### PROBLEM
Every record below is to be restated word for word.

### GIVEN RECORDS
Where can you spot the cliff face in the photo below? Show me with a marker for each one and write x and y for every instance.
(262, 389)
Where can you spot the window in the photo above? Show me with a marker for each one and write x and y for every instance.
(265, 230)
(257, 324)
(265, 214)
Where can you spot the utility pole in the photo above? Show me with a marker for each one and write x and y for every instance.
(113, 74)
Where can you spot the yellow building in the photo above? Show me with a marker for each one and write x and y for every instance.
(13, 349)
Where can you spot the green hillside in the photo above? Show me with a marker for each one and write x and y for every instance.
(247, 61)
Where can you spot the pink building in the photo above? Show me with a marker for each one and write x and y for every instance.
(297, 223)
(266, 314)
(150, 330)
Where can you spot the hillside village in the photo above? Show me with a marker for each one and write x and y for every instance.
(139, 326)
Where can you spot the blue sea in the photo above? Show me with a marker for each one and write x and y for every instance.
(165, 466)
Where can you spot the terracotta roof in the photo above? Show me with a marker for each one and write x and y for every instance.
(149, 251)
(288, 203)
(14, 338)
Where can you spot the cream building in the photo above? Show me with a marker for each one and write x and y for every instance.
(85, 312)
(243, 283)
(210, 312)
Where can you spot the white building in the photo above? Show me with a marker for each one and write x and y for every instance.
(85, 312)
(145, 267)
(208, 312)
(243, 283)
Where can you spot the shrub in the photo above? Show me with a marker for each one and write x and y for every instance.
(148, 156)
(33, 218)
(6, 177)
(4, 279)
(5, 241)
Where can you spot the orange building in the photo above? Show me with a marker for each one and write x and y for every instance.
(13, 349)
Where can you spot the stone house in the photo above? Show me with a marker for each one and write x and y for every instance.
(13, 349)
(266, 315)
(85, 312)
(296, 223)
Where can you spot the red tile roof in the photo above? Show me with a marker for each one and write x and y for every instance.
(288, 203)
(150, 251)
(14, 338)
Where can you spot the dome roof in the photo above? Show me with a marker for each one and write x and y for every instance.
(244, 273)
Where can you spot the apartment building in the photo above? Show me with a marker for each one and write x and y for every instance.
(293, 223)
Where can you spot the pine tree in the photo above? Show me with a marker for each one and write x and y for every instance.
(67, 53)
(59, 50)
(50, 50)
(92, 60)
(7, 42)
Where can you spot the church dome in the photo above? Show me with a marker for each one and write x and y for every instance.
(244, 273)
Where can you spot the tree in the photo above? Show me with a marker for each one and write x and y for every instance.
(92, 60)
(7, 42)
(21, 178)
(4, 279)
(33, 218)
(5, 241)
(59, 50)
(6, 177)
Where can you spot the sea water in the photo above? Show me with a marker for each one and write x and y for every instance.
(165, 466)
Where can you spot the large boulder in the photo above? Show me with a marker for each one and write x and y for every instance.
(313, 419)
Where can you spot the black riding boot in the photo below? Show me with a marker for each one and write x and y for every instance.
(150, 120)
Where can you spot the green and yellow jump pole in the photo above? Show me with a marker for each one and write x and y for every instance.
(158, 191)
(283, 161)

### EXPECTED OUTPUT
Where can you spot the cliff face in the photo below? Show me with a marker for each one and write x and y for every instance.
(262, 389)
Where can you spot the window in the photo above? Show me with a marker for each one and write x and y for every instance.
(265, 230)
(257, 324)
(265, 214)
Where can you spot the utility pole in the photo above? Show me with a marker for each one and write x and y for every instance.
(113, 74)
Where can you spot the yellow building in the photo above? Show me with a marker for each one and write x and y for every instance.
(13, 349)
Where can you spot the green hillside in the photo above? Show me with a marker for each one and write x and y for every instance.
(247, 61)
Where can you spot the pink building in the photo above? Show me with a marker for each one and write x and y for every instance.
(297, 223)
(266, 314)
(150, 330)
Where can you spot the hillside village in the photo above? Show me with a marker for each one and write x and y for every instance.
(139, 326)
Where can you spot the blue sea in the photo above? Show me with a marker for each one and write x and y for every instance.
(165, 466)
Where can you spot the terracotta roof in the photo above? Show me with a marker for each one and write x and y for every instance.
(149, 251)
(288, 203)
(14, 338)
Where can you spot the cream building in the photo above? Show me with a marker for each one and write x and y for every instance.
(85, 312)
(243, 283)
(210, 312)
Where can you spot the white building in the photo above? Show me with a marker for each one and write x and y for every instance.
(85, 312)
(145, 267)
(208, 312)
(243, 283)
Where can you spot the shrub in the photo above? Show me with a marker for each one and write x and y for every instance.
(148, 156)
(33, 218)
(6, 177)
(4, 279)
(5, 241)
Where can you spot the orange building in the photo above? Show me with a marker for each one and write x and y for every instance.
(13, 349)
Where can you spot the stone house in the photo above? Show me with a marker for each one and write x and y for every instance.
(13, 349)
(266, 315)
(85, 312)
(296, 223)
Where can you spot the red tile roof in the photo above? Show me with a marker for each one and write x and y for every instance.
(288, 203)
(150, 251)
(14, 338)
Where can you spot the dome roof in the photo above? Show me with a marker for each one and write x and y for every instance.
(244, 273)
Where can you spot the apartment building in the photo above? Show me with a marker for each one and write x and y for every instance.
(293, 223)
Where can you spot the pine tree in the photo above? Show me with a marker for each one and write x and y for every instance.
(67, 53)
(59, 50)
(50, 50)
(92, 60)
(7, 42)
Where can you spot the church dome in the photo above? Show me with a marker for each one and write x and y for every instance.
(244, 273)
Where can you spot the tree in the photo above? Show me with a marker for each one and write x and y for every instance.
(92, 60)
(7, 42)
(21, 178)
(4, 279)
(33, 218)
(5, 241)
(59, 50)
(6, 177)
Where can you spot the sea water in the photo above? Show me with a marker for each one and write x and y for every instance.
(165, 466)
Where can you spot the large boulder in the photo above? Show me with a marker for each one and write x and y for every instance.
(313, 419)
Where can you spot the black riding boot in the photo below? Show me with a marker for each one and write x and y for every instance.
(150, 120)
Where can you spot the green and yellow jump pole in the photo above? Show me with a marker for each one and write x and y for every instance.
(158, 191)
(283, 161)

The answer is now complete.